EXERCISE OBJECTIVE
Retype the part of the piece on open citations that begins at the words "The topic of" and stops after "open scientific information.".

READING PASSAGE
____

First, Open Access, then Open (and FAIR) Data, now Open Citations.

The topic of open citations was presented at the PIDapalooza conference and represents a third component in the increasing corpus of open scientific information.

David Shotton gave us an update on  Citations as First Class data objects – Citation Identifiers and introduced (me) to the blog where he discusses this topic. The citations or bibliography has long been regarded as an essential, and until recently inseparable, component at the end of a scientific article. It is also a component easily susceptible to “game play“. Authors can be tempted to self-cite themselves, possibly to excess and perhaps worse, to cite their friends and colleagues for other than purely scientific reasons. There are other issues. Thus to infer the context of any particular citation, one has to read the text where it is cited and this too can be subjected to game play. One may have to “read between the lines” to try to judge whether the citation is being cited favourably as supporting any case being made, or instead to indicate disagreement with the cited authors. An article that is being cited because one disagrees with the conclusions therein may still go on to contribute to the cited author’s “h-index” of esteem. So there are various aspects of citations that deserve improvement, or certainly development and evolution.

____

DATA ENTRIES

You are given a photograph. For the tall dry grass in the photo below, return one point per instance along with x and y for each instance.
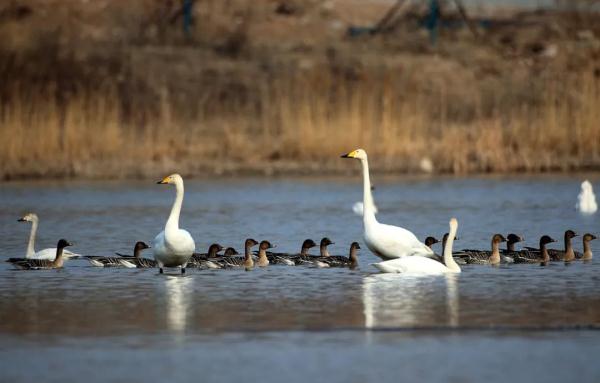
(301, 119)
(148, 101)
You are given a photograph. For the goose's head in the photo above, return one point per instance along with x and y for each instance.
(326, 242)
(359, 154)
(569, 234)
(264, 245)
(62, 243)
(430, 241)
(250, 243)
(546, 239)
(214, 249)
(497, 238)
(308, 243)
(139, 246)
(171, 180)
(29, 217)
(230, 251)
(514, 238)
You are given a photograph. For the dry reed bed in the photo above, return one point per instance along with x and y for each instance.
(302, 118)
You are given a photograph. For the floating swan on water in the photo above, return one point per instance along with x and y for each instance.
(173, 247)
(586, 200)
(37, 264)
(423, 265)
(385, 241)
(49, 253)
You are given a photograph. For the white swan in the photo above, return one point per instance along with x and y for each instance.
(586, 200)
(173, 246)
(423, 265)
(49, 253)
(385, 241)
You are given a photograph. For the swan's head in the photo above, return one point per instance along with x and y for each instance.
(308, 243)
(588, 237)
(497, 238)
(586, 186)
(445, 237)
(514, 238)
(430, 241)
(570, 234)
(250, 242)
(546, 239)
(139, 246)
(62, 243)
(171, 180)
(326, 242)
(264, 245)
(230, 251)
(453, 224)
(359, 154)
(29, 217)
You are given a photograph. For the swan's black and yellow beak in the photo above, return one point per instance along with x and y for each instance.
(351, 154)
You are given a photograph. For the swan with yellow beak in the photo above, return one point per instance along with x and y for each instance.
(173, 247)
(385, 241)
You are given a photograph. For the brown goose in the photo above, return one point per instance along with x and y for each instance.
(485, 257)
(537, 255)
(246, 260)
(136, 259)
(587, 249)
(568, 254)
(39, 264)
(121, 260)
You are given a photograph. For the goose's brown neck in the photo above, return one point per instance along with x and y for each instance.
(569, 253)
(58, 261)
(544, 253)
(587, 251)
(510, 246)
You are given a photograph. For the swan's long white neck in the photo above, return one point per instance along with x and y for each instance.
(368, 204)
(448, 259)
(31, 244)
(173, 221)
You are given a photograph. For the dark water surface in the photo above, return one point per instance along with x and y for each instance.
(296, 323)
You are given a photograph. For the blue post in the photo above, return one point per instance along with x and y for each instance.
(432, 22)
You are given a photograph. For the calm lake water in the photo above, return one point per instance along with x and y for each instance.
(297, 323)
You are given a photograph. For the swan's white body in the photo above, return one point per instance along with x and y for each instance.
(358, 208)
(423, 265)
(385, 241)
(586, 200)
(49, 253)
(173, 246)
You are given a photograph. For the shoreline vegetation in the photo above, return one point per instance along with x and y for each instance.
(113, 89)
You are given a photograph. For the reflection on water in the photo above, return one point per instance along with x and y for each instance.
(177, 290)
(399, 301)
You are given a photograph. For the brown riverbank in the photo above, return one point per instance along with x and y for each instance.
(111, 89)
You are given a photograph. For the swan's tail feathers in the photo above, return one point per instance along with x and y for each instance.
(386, 267)
(128, 264)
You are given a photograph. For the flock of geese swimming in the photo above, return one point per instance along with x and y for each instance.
(399, 249)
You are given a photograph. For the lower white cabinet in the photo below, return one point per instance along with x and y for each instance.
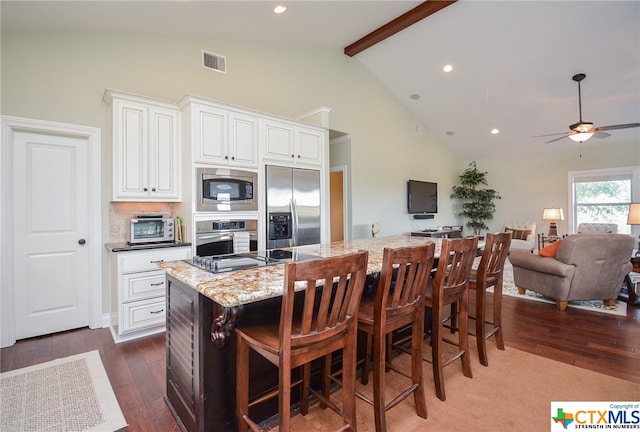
(138, 300)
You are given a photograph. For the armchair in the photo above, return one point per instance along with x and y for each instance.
(585, 267)
(523, 235)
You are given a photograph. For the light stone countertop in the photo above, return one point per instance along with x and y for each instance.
(250, 285)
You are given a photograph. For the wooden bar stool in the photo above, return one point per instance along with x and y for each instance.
(450, 286)
(397, 304)
(323, 322)
(490, 273)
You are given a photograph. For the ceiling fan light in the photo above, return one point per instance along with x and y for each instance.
(581, 137)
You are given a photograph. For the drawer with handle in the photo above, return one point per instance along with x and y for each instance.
(142, 314)
(140, 286)
(138, 261)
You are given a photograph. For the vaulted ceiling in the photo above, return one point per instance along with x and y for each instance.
(512, 60)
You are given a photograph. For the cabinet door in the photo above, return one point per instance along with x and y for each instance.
(278, 141)
(210, 135)
(163, 154)
(130, 150)
(309, 146)
(243, 139)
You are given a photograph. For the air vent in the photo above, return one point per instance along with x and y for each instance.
(214, 61)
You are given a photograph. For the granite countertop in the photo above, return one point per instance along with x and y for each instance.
(261, 283)
(125, 247)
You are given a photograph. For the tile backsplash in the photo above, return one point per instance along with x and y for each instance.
(121, 212)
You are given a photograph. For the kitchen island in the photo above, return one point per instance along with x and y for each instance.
(203, 309)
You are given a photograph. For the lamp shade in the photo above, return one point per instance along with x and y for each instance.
(634, 214)
(552, 214)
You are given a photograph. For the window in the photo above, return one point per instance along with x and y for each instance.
(603, 196)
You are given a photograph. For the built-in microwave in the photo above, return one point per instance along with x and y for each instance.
(224, 189)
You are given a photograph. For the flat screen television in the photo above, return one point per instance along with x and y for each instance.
(422, 197)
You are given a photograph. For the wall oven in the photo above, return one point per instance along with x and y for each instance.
(221, 237)
(224, 189)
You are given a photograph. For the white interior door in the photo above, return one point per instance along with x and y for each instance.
(51, 228)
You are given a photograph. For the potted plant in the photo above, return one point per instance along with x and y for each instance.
(477, 203)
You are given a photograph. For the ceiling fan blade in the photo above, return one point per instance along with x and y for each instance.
(622, 126)
(559, 133)
(558, 139)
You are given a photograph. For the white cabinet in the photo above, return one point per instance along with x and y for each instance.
(291, 143)
(221, 136)
(145, 148)
(138, 299)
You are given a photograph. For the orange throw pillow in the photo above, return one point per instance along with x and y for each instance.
(550, 251)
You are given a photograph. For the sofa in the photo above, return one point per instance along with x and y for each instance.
(597, 228)
(583, 267)
(523, 235)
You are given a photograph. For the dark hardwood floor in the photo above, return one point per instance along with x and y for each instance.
(600, 342)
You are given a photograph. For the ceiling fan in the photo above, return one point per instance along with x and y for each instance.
(582, 130)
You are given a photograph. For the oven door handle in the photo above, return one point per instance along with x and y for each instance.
(217, 237)
(294, 214)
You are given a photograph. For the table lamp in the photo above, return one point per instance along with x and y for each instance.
(634, 219)
(553, 215)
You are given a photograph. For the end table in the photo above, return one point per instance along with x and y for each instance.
(546, 240)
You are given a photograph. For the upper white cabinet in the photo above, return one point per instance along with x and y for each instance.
(145, 148)
(291, 143)
(220, 136)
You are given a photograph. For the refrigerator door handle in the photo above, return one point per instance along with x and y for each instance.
(294, 220)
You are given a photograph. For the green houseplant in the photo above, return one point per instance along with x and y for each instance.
(477, 203)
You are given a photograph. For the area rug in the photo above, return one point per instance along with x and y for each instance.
(509, 289)
(68, 394)
(514, 393)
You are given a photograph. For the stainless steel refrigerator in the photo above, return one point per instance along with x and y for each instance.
(293, 206)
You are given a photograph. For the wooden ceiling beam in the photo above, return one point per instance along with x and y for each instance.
(405, 20)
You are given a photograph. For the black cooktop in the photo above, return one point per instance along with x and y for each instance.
(246, 260)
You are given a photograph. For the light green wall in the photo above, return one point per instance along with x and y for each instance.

____

OUTPUT
The topic of open citations was presented at the PIDapalooza conference and represents a third component in the increasing corpus of open scientific information.